§ **Directions for this task**
Produce the same data once more, line for line.

•••

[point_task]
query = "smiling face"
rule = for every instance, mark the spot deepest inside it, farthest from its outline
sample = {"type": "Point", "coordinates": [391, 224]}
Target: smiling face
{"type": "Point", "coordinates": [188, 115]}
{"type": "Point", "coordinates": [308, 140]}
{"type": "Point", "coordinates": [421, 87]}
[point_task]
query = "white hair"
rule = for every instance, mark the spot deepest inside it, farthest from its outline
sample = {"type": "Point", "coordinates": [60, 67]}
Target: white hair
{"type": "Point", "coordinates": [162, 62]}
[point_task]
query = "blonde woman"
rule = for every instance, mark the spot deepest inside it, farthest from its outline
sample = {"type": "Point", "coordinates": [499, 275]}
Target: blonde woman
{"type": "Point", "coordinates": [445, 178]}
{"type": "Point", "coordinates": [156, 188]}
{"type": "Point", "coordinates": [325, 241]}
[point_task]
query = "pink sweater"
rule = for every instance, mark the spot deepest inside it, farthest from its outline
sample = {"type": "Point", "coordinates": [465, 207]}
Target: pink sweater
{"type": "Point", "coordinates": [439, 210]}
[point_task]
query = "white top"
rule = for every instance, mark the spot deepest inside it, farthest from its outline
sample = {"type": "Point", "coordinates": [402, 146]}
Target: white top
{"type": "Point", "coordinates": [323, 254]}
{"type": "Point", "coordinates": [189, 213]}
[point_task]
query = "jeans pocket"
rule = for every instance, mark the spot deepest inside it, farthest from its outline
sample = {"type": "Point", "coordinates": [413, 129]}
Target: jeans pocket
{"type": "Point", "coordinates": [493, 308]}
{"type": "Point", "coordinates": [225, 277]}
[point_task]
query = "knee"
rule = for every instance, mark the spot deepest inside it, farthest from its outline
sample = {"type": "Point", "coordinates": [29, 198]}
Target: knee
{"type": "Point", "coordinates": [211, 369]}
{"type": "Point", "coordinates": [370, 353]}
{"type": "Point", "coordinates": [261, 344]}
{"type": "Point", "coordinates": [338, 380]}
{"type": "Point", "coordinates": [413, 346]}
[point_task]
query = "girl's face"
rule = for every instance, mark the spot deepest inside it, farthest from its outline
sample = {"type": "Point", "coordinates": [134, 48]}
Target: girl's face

•••

§ **Your response**
[point_task]
query = "smiling face"
rule = for every instance, mark the spot deepest inside it, farthest from its outline
sample = {"type": "Point", "coordinates": [391, 224]}
Target: smiling face
{"type": "Point", "coordinates": [188, 115]}
{"type": "Point", "coordinates": [308, 140]}
{"type": "Point", "coordinates": [421, 87]}
[point_task]
query = "white hair"
rule = for every instance, mark the spot deepest inside it, farthest from its outline
sample = {"type": "Point", "coordinates": [60, 67]}
Target: white hair
{"type": "Point", "coordinates": [162, 62]}
[point_task]
query = "blonde woman"
rule = for every instance, mark the spot deepest inside it, farthest from its outline
sample = {"type": "Point", "coordinates": [499, 275]}
Target: blonde woman
{"type": "Point", "coordinates": [445, 178]}
{"type": "Point", "coordinates": [156, 188]}
{"type": "Point", "coordinates": [325, 241]}
[point_task]
query = "pink sweater"
rule = for every instance, mark the spot deepest inside it, farthest from its outline
sample = {"type": "Point", "coordinates": [465, 207]}
Target: pink sweater
{"type": "Point", "coordinates": [439, 210]}
[point_task]
query = "white top"
rule = for every instance, mark the spot deepest inside it, farthest from its outline
sample = {"type": "Point", "coordinates": [402, 146]}
Target: white top
{"type": "Point", "coordinates": [323, 254]}
{"type": "Point", "coordinates": [189, 213]}
[point_task]
query = "jeans pocket"
rule = for every instance, mark the spot deepest inside it, farthest from its outline
sample = {"type": "Point", "coordinates": [413, 129]}
Target: jeans pocket
{"type": "Point", "coordinates": [493, 308]}
{"type": "Point", "coordinates": [225, 277]}
[point_task]
query = "knee"
rule = for every instance, mark the spot deepest inside it, farthest from its outline
sample = {"type": "Point", "coordinates": [29, 198]}
Target: knee
{"type": "Point", "coordinates": [211, 369]}
{"type": "Point", "coordinates": [370, 353]}
{"type": "Point", "coordinates": [261, 344]}
{"type": "Point", "coordinates": [338, 380]}
{"type": "Point", "coordinates": [413, 346]}
[point_task]
query = "girl's face"
rule = for every instance, mark the spot deepest inside it, farthest from its outline
sample = {"type": "Point", "coordinates": [134, 48]}
Target: girl's face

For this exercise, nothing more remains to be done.